## Problem to work on:
Reproduce each of the following entries verbatim, line for line, with no changes.

## Supplied records:
»»

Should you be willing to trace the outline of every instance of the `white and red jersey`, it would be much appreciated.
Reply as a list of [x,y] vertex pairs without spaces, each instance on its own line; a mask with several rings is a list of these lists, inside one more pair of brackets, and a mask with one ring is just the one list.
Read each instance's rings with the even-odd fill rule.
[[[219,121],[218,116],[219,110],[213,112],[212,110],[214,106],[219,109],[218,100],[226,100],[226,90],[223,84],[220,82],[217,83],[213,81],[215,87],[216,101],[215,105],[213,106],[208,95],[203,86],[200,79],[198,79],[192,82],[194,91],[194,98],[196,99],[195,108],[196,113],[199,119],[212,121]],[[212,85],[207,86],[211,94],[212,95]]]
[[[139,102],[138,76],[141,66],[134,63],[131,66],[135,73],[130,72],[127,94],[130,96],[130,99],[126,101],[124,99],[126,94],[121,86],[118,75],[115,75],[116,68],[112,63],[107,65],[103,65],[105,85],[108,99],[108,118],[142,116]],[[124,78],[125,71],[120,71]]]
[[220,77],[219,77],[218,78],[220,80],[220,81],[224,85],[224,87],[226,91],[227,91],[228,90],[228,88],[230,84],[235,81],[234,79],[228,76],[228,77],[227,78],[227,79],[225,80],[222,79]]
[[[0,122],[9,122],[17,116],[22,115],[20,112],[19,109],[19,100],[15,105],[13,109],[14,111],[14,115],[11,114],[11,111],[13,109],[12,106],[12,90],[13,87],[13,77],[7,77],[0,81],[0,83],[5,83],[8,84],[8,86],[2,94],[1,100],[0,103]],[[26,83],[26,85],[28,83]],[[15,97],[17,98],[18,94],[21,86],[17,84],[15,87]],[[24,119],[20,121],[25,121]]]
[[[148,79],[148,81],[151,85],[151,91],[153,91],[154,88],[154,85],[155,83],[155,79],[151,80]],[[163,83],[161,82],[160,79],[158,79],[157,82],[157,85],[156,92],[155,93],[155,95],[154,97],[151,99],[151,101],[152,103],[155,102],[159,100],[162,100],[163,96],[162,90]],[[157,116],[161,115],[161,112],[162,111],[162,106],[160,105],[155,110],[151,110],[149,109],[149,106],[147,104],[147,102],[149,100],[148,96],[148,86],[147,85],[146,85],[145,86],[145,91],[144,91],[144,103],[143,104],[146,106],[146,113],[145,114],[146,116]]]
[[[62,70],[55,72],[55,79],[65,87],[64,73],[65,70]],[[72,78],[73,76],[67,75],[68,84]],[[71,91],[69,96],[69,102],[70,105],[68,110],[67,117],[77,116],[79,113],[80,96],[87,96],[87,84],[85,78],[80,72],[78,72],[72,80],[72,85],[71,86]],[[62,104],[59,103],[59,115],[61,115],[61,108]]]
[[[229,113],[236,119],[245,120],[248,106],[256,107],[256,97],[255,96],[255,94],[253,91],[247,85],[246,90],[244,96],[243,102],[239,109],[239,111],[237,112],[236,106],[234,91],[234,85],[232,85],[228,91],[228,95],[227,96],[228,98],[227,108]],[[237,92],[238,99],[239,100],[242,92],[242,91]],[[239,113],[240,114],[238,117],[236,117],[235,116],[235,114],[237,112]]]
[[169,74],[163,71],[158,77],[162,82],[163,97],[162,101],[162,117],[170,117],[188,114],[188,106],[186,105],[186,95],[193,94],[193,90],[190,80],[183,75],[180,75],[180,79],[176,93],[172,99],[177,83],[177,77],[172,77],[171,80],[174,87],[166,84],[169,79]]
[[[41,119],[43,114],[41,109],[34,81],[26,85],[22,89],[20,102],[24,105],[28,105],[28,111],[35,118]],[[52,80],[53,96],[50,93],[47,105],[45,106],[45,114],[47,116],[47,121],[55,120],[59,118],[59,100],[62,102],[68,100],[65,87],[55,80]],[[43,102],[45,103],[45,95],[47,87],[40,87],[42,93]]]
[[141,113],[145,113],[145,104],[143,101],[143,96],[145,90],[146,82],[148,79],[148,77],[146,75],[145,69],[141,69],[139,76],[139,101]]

««

## Result of the task:
Should you be willing to trace the outline of every instance of the `white and red jersey`, it would be much appreciated.
Reply as a list of [x,y] vertex pairs without spaces, each instance on its own line; a mask with several rings is a list of these lists, inside one more pair of brackets, and a mask with one ring is just the one list.
Read each instance's rings with the even-odd fill rule.
[[[219,121],[218,116],[219,110],[213,112],[212,110],[214,106],[219,109],[218,100],[226,100],[226,90],[223,84],[220,82],[217,83],[213,81],[215,87],[216,101],[215,105],[213,106],[208,95],[203,86],[200,79],[198,79],[192,82],[194,91],[194,98],[196,99],[195,108],[196,113],[199,119],[212,121]],[[212,85],[207,86],[211,94],[212,95]]]
[[[139,102],[138,76],[141,66],[134,63],[131,66],[135,73],[130,72],[127,94],[130,96],[130,99],[126,101],[124,99],[126,94],[121,86],[118,75],[115,75],[116,68],[112,63],[107,65],[103,65],[105,85],[108,99],[108,118],[142,116]],[[124,78],[125,71],[120,71]]]
[[220,77],[219,77],[218,78],[220,80],[220,81],[224,85],[224,87],[226,91],[227,91],[228,90],[228,88],[230,84],[235,81],[234,79],[228,76],[228,77],[227,78],[227,79],[225,80],[222,79]]
[[[0,122],[9,122],[17,116],[22,115],[20,112],[19,109],[19,100],[15,105],[13,109],[14,111],[14,115],[11,114],[11,111],[13,109],[12,106],[12,90],[13,87],[13,77],[7,77],[0,81],[0,83],[5,83],[8,84],[8,86],[2,94],[1,100],[0,103]],[[26,83],[26,85],[28,83]],[[15,97],[17,98],[18,94],[21,86],[17,84],[15,87]],[[24,119],[20,121],[25,121]]]
[[[148,79],[148,81],[151,85],[151,91],[153,91],[154,88],[154,85],[155,83],[155,79],[151,80]],[[163,83],[161,82],[160,79],[158,79],[157,82],[157,85],[156,92],[155,93],[155,95],[154,97],[151,99],[151,101],[152,103],[155,102],[159,100],[162,100],[163,96],[162,90]],[[157,116],[161,115],[161,112],[162,111],[162,106],[160,105],[155,110],[151,110],[149,109],[149,106],[147,104],[147,102],[149,100],[148,96],[148,86],[147,85],[146,85],[145,86],[145,91],[144,91],[144,103],[143,104],[146,106],[146,113],[145,114],[146,116]]]
[[[62,70],[55,72],[55,79],[65,87],[64,73],[65,70]],[[72,78],[73,76],[67,75],[68,84]],[[71,91],[69,96],[69,102],[70,105],[68,110],[67,117],[77,116],[79,113],[80,96],[87,96],[87,84],[85,78],[80,72],[78,72],[72,80],[72,85],[71,86]],[[62,104],[59,103],[59,115],[61,115],[61,108]]]
[[[229,113],[236,119],[245,120],[248,106],[256,107],[256,97],[255,96],[255,94],[253,91],[247,85],[246,90],[244,96],[243,102],[239,109],[239,111],[237,112],[236,106],[234,91],[234,85],[232,85],[228,91],[228,95],[227,96],[228,98],[227,108]],[[237,92],[238,99],[239,100],[242,92],[242,91]],[[239,113],[240,114],[238,117],[236,117],[235,116],[235,114],[237,112]]]
[[169,74],[163,71],[158,77],[162,82],[163,97],[162,101],[162,117],[170,117],[188,114],[188,106],[186,105],[186,95],[193,94],[193,90],[190,80],[183,75],[180,75],[180,79],[176,93],[172,99],[177,83],[177,77],[172,77],[171,80],[174,87],[166,84],[169,79]]
[[[41,119],[43,114],[41,109],[34,81],[26,85],[22,89],[20,102],[24,105],[28,105],[28,111],[35,118]],[[52,80],[53,96],[50,93],[47,105],[45,106],[45,114],[47,116],[47,121],[55,120],[59,118],[59,100],[62,102],[68,100],[65,87],[55,80]],[[43,102],[45,103],[45,95],[47,87],[40,87],[42,93]]]
[[141,113],[145,113],[145,104],[143,101],[143,96],[145,90],[146,82],[148,79],[148,77],[146,75],[145,69],[141,69],[139,76],[139,101]]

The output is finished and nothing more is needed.